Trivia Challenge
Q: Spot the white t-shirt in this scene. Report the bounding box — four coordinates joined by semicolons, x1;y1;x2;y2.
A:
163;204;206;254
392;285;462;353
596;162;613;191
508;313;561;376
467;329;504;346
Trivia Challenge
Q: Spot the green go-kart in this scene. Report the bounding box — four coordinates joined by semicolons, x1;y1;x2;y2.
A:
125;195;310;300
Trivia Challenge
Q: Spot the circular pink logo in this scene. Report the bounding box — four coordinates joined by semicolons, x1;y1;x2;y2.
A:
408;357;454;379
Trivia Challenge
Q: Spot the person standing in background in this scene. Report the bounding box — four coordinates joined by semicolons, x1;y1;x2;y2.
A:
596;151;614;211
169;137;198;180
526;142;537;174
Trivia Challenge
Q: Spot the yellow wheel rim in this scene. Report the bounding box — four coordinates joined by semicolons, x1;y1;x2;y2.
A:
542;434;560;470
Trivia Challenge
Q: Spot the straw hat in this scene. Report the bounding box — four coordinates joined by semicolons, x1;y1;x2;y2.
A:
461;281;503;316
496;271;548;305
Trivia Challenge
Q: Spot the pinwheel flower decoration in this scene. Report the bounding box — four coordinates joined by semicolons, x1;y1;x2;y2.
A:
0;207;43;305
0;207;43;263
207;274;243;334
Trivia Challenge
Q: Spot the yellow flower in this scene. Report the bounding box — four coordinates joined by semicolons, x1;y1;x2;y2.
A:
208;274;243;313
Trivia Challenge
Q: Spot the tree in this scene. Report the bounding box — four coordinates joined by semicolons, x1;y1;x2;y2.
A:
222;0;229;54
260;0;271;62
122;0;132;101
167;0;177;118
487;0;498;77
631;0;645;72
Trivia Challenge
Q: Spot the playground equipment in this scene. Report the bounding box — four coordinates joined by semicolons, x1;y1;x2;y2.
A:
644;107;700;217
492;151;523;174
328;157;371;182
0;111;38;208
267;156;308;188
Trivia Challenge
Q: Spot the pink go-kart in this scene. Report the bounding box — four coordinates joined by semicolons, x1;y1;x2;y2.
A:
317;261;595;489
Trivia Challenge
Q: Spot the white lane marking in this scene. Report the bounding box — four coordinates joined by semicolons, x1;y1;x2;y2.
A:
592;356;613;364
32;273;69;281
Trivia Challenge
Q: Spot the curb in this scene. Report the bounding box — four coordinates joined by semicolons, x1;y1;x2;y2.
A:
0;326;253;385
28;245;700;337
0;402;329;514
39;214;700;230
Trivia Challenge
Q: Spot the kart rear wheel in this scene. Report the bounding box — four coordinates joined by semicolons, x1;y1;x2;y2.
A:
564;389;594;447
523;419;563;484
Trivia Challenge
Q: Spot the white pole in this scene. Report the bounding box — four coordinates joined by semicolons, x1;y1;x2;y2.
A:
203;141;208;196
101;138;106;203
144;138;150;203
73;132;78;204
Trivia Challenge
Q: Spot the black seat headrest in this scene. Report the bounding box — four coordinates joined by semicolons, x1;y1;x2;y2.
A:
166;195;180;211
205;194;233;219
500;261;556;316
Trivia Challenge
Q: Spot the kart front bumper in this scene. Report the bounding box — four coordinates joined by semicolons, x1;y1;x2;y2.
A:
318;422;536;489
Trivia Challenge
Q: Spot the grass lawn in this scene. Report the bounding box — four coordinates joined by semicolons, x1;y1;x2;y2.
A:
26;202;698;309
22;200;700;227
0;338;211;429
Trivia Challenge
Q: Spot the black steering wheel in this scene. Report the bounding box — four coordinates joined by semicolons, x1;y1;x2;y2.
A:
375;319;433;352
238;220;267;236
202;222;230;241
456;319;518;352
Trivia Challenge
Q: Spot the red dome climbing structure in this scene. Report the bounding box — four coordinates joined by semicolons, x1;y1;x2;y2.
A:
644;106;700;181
-------------------------
Directions: Copy each line in the entries above where the word "white" shows up.

Task output:
Q: Spot the white t-shirt in this scene. Report the bounding box — four coordinates joined by semicolons, x1;y1;x2;y2.
Q: Spot the white lane marking in this scene. Report the bounding box — four coordinates joined by semicolons, x1;y1;x2;y2.
Q: Spot the white pole in this scene. Report the bounding box — four coordinates joined by semicolons, x1;y1;x2;y2.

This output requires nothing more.